**Extracted text**:
====

I've been following a friends blog for awhile now. He is so witty, with a great sense of humor and yet so serious. This just makes you want to wake up each morning and read what he has to say. After all it is better than ready the newspaper. And although the newspaper is real life, what I read off my friends blog is honest, sincere journalism at it's finest.
So I thought to myself maybe I should give this a try. You see lately I've been doing a lot of what my friend does. OK, well I'm not fighting cancer but have begun writing a monthly newsletter in his place. Gezz, I wish I had his wit.
There are some selfish reasons for giving this a try. I seem to be suffering with memory loss. So this blog isn't really for anyone else to read; it is truly a in efforts to trigger whatever is in my brain that is causing me not to remember. Don't get me wrong - I remember what I did today (so far). But I really have to concentrate to remember what I had for dinner last night. I remember my telphone number from when I was growing up - but I can't remember 95% of elementary school.
Maybe I should see a doctor? Oh yea, I see one all the time. I guess I should actually talk to him about his problem.
In the past two weeks, two people I know have been diagnosed with Cancer. One is a very good friend of mine, the other a close friend of my daughters. She is 27 years old and was diagnosed with breat cancer - she will be undergoing a massive masectomy followed by radiation and possible chemo. And I'm bitching about my memory problem. Who said remember what you had for dinner is a problem anyway. I bet if it were lobster I would remember. Followed by a nice Merlot.
And why do I care if I remember why I was fight with my husband last Saturday. Or when the last time I actually took the dog for a walk. Why do I remember every persons name on the Training ride on Sunday - but I don't remember driving hom.
Am I the only one with this crazy problem?
Well I know I didn't spell out my day - oh by the way I'm cooking chicken for dinner, with white rice and spinach. I think I'll stick to a glass of water or maybe milk, skipping the wine for tonight.
At least tomorrow I'll remember that much.
The brain is a funny thing - dementia, alzheimers or perhaps just habit. I'll explain that later.

====

**Provided data**:

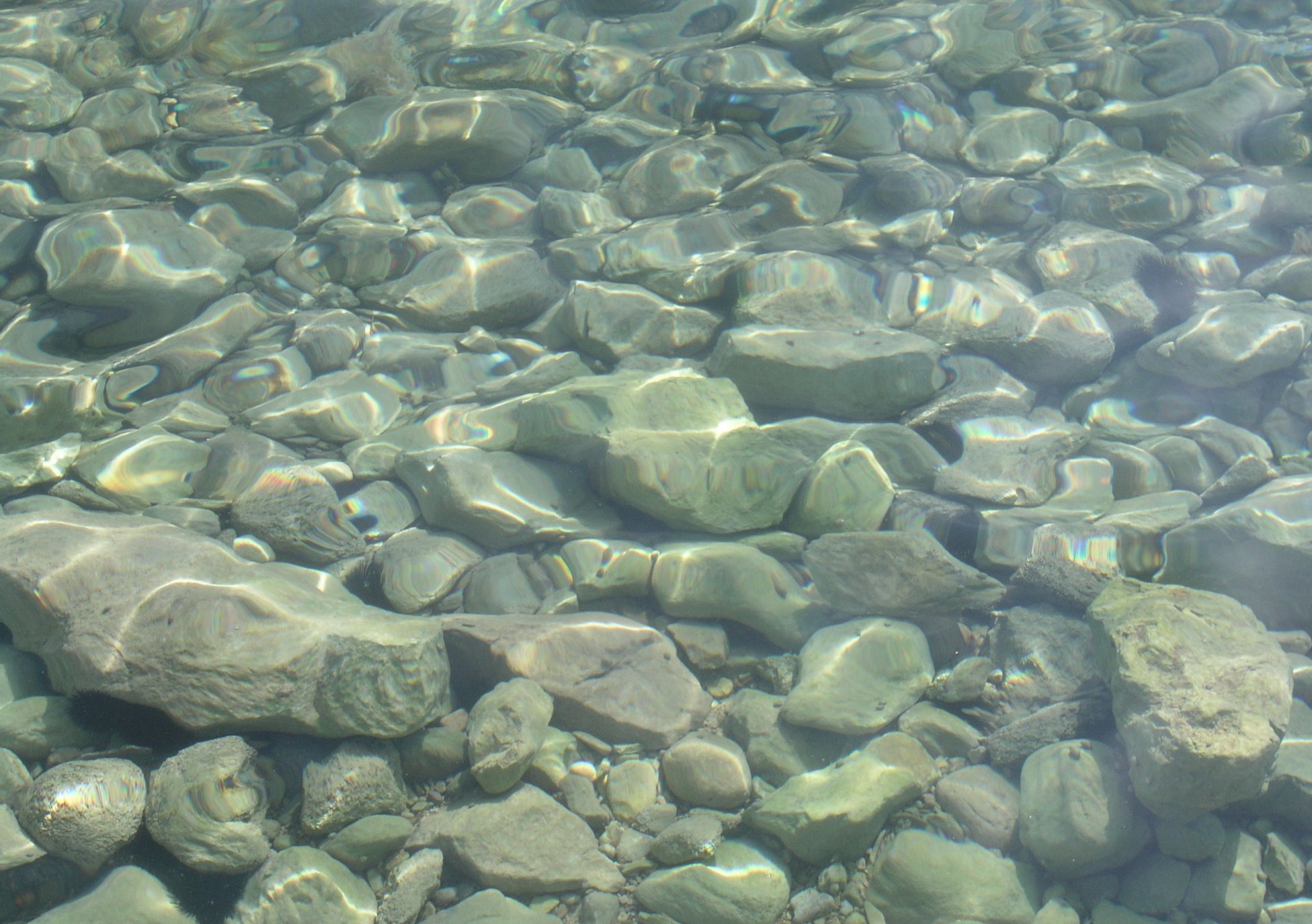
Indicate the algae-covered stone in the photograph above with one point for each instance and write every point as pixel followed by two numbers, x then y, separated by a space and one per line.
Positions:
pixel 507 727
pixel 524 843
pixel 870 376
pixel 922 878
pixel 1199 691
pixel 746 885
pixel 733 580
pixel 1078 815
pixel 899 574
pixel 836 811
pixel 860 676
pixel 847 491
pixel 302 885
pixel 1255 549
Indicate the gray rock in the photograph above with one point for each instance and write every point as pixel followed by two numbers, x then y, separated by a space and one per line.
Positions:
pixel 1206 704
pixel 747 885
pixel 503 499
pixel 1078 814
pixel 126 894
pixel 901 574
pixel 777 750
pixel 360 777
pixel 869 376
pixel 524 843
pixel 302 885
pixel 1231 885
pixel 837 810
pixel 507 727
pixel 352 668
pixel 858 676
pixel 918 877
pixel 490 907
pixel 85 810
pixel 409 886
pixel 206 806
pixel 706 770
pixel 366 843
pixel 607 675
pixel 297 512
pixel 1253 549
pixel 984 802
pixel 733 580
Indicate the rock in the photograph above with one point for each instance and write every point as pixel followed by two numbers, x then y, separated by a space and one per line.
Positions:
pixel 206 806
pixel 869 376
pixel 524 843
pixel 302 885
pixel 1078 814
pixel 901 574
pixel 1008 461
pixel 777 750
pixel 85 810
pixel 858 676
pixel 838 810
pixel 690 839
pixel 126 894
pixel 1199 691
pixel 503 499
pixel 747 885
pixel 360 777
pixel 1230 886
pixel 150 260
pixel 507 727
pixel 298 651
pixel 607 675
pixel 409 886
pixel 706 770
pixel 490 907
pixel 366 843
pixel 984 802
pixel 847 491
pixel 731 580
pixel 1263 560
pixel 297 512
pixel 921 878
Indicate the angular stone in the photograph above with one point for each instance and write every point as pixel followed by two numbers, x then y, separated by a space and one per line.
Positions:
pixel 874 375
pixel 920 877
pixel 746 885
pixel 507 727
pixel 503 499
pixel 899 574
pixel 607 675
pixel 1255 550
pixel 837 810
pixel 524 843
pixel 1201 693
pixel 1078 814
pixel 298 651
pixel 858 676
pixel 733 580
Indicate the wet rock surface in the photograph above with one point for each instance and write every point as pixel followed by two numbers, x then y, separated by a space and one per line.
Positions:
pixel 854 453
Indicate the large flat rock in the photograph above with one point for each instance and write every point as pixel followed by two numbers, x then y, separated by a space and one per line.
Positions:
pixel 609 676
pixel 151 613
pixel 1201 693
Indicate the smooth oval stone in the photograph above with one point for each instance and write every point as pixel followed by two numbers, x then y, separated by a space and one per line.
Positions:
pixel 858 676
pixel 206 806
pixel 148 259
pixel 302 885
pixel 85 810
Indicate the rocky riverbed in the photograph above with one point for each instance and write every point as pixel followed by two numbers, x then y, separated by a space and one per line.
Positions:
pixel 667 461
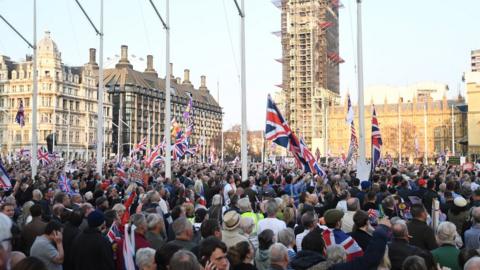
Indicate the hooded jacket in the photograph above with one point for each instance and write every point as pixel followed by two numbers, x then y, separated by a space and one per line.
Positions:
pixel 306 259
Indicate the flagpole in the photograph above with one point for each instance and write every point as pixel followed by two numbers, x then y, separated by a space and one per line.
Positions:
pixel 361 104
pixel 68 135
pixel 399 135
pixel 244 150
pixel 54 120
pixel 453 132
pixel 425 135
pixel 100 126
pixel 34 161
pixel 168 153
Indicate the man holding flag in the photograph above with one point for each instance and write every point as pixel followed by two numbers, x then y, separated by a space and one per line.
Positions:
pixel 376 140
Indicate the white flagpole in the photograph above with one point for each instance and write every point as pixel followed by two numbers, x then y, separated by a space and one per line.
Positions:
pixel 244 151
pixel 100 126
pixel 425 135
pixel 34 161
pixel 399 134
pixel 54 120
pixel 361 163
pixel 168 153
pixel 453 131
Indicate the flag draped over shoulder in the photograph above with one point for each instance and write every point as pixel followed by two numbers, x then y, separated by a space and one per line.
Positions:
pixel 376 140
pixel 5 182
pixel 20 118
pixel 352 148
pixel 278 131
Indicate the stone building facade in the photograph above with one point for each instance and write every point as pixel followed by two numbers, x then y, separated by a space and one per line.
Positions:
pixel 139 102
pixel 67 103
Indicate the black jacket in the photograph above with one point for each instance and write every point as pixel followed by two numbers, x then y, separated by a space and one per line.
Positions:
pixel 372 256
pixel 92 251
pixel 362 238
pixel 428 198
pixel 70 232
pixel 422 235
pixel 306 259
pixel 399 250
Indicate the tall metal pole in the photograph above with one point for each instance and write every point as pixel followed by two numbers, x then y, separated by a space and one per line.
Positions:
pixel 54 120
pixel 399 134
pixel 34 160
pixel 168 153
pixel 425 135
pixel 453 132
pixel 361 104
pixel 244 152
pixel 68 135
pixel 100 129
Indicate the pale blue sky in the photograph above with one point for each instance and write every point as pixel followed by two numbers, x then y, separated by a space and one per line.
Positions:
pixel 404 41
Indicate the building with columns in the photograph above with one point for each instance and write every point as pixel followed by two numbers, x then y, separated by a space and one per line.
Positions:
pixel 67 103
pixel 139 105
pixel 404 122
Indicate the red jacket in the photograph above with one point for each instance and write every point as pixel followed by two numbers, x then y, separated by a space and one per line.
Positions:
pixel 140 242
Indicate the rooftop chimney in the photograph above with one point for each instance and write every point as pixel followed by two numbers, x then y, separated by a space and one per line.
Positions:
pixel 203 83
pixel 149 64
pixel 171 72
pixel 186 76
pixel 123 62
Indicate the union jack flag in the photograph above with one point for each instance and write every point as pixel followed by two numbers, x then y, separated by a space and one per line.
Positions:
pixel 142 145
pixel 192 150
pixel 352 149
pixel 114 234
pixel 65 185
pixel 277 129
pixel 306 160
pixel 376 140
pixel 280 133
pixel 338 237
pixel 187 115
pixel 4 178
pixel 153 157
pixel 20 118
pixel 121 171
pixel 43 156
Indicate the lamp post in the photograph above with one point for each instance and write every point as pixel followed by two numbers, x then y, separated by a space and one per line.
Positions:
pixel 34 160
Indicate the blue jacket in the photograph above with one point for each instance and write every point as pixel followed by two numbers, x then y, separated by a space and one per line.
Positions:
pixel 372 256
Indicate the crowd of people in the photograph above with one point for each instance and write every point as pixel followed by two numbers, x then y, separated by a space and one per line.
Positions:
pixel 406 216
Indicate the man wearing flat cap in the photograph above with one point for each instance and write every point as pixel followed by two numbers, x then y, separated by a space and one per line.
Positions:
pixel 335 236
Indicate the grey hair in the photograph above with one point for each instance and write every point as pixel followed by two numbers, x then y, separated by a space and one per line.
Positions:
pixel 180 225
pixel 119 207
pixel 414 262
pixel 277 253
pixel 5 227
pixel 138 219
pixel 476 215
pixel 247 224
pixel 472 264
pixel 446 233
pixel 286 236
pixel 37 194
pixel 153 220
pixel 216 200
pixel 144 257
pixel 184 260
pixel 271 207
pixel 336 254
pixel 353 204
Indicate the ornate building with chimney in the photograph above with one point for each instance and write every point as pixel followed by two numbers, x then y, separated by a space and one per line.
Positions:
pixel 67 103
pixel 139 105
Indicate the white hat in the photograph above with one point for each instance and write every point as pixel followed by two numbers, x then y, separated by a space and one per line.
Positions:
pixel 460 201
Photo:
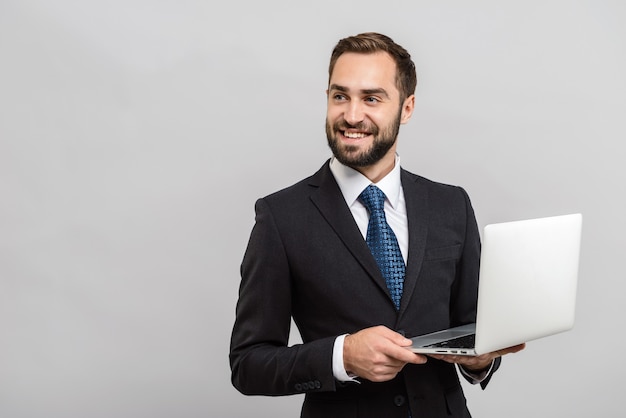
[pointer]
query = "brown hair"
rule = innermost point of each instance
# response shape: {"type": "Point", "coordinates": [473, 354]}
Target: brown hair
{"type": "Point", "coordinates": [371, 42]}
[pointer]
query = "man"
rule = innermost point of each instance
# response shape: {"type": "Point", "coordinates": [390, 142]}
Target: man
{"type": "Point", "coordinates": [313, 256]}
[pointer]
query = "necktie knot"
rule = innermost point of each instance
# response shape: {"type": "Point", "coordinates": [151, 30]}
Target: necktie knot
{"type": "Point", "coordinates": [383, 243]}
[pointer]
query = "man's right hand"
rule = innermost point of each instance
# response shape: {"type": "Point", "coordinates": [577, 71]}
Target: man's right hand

====

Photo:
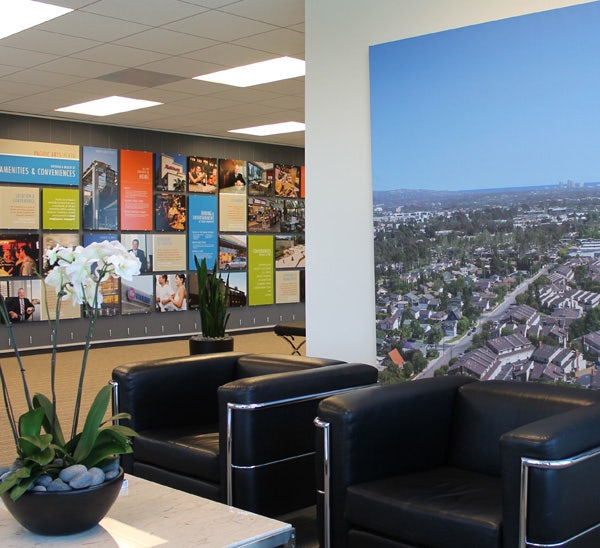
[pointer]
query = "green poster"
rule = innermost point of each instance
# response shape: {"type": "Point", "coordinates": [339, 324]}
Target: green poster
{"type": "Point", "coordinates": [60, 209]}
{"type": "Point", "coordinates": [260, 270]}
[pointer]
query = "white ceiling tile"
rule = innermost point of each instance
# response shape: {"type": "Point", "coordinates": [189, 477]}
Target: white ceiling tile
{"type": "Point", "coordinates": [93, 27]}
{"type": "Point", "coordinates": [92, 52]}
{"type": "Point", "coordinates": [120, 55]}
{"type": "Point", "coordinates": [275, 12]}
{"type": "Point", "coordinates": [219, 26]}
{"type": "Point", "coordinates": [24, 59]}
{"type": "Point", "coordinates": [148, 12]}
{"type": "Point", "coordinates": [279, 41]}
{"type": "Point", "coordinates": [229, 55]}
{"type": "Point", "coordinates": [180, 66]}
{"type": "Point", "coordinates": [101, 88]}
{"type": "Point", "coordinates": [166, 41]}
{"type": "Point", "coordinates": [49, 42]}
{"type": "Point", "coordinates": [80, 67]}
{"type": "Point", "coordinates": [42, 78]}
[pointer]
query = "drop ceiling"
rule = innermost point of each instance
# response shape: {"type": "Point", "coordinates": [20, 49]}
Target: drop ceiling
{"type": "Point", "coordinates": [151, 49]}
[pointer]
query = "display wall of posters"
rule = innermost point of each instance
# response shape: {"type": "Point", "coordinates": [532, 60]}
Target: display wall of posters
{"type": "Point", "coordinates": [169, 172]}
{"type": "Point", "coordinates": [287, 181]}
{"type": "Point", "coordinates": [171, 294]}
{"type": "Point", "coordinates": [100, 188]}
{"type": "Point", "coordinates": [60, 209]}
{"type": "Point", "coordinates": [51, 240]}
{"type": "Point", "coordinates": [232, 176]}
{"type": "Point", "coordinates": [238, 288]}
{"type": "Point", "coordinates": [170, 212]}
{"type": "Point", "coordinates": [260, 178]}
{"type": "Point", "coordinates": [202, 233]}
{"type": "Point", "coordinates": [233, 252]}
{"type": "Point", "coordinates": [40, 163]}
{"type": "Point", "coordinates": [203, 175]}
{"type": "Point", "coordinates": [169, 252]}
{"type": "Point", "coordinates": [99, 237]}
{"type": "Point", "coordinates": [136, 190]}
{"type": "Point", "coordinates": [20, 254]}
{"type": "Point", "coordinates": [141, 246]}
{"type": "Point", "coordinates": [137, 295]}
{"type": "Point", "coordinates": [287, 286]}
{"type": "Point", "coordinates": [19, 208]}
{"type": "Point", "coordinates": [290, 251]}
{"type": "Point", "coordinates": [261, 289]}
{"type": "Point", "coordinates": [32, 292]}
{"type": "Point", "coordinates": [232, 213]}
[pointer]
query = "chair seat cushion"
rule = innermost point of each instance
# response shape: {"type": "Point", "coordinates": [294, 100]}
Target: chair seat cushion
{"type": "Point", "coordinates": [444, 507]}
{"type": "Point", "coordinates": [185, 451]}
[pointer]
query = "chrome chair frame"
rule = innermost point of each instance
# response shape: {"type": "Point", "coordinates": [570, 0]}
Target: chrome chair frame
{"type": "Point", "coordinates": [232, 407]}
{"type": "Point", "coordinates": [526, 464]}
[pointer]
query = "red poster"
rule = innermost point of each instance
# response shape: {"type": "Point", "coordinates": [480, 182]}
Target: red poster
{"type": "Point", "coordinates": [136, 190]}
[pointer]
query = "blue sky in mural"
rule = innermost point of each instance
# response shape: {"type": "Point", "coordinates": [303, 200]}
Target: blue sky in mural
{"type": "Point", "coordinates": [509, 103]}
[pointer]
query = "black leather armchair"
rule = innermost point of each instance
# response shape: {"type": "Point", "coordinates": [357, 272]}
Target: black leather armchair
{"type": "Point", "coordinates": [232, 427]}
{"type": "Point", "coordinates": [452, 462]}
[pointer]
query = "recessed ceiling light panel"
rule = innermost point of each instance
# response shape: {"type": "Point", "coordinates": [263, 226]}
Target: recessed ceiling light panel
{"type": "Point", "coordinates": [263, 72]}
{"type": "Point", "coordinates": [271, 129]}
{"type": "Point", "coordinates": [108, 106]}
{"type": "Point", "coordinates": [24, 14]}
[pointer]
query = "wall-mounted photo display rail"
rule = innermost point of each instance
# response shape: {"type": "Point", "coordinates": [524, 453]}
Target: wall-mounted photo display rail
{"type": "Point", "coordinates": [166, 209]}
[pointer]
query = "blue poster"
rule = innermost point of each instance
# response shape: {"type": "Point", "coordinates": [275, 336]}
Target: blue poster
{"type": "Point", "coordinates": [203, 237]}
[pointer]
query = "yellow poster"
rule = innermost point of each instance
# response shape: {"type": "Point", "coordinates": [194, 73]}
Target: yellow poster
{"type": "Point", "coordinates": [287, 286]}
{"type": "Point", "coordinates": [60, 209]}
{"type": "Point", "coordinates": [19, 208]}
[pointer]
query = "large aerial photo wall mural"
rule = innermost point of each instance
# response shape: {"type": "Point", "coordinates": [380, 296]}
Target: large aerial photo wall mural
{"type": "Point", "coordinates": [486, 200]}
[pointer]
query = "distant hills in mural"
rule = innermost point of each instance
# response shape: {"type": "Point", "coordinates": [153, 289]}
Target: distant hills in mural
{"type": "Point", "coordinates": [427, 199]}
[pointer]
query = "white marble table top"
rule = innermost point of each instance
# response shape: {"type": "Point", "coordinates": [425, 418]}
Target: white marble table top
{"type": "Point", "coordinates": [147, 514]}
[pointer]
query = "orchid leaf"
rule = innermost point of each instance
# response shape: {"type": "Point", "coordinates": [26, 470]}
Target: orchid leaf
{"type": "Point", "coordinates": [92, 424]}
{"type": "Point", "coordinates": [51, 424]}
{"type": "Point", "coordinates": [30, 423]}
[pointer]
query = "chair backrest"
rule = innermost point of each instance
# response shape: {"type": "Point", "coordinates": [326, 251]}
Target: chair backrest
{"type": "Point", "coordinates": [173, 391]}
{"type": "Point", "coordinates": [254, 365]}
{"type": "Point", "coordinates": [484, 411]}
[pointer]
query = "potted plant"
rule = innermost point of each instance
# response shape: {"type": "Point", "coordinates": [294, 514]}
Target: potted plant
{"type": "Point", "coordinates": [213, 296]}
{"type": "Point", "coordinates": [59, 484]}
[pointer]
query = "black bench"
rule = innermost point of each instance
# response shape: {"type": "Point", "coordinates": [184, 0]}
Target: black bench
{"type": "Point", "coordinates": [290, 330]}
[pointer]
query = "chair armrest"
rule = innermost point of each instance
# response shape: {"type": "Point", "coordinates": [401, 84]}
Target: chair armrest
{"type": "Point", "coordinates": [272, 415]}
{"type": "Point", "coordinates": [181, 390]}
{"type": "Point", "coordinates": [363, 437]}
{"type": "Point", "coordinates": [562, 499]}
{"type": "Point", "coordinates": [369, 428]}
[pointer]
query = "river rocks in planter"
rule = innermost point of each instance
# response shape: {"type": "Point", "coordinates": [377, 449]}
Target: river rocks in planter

====

**Requirement**: Extract the passage of the blog post above starting at "Maybe I should see" and ending at "this crazy problem?", copying it word for word.

**Your response**:
Maybe I should see a doctor? Oh yea, I see one all the time. I guess I should actually talk to him about his problem.
In the past two weeks, two people I know have been diagnosed with Cancer. One is a very good friend of mine, the other a close friend of my daughters. She is 27 years old and was diagnosed with breat cancer - she will be undergoing a massive masectomy followed by radiation and possible chemo. And I'm bitching about my memory problem. Who said remember what you had for dinner is a problem anyway. I bet if it were lobster I would remember. Followed by a nice Merlot.
And why do I care if I remember why I was fight with my husband last Saturday. Or when the last time I actually took the dog for a walk. Why do I remember every persons name on the Training ride on Sunday - but I don't remember driving hom.
Am I the only one with this crazy problem?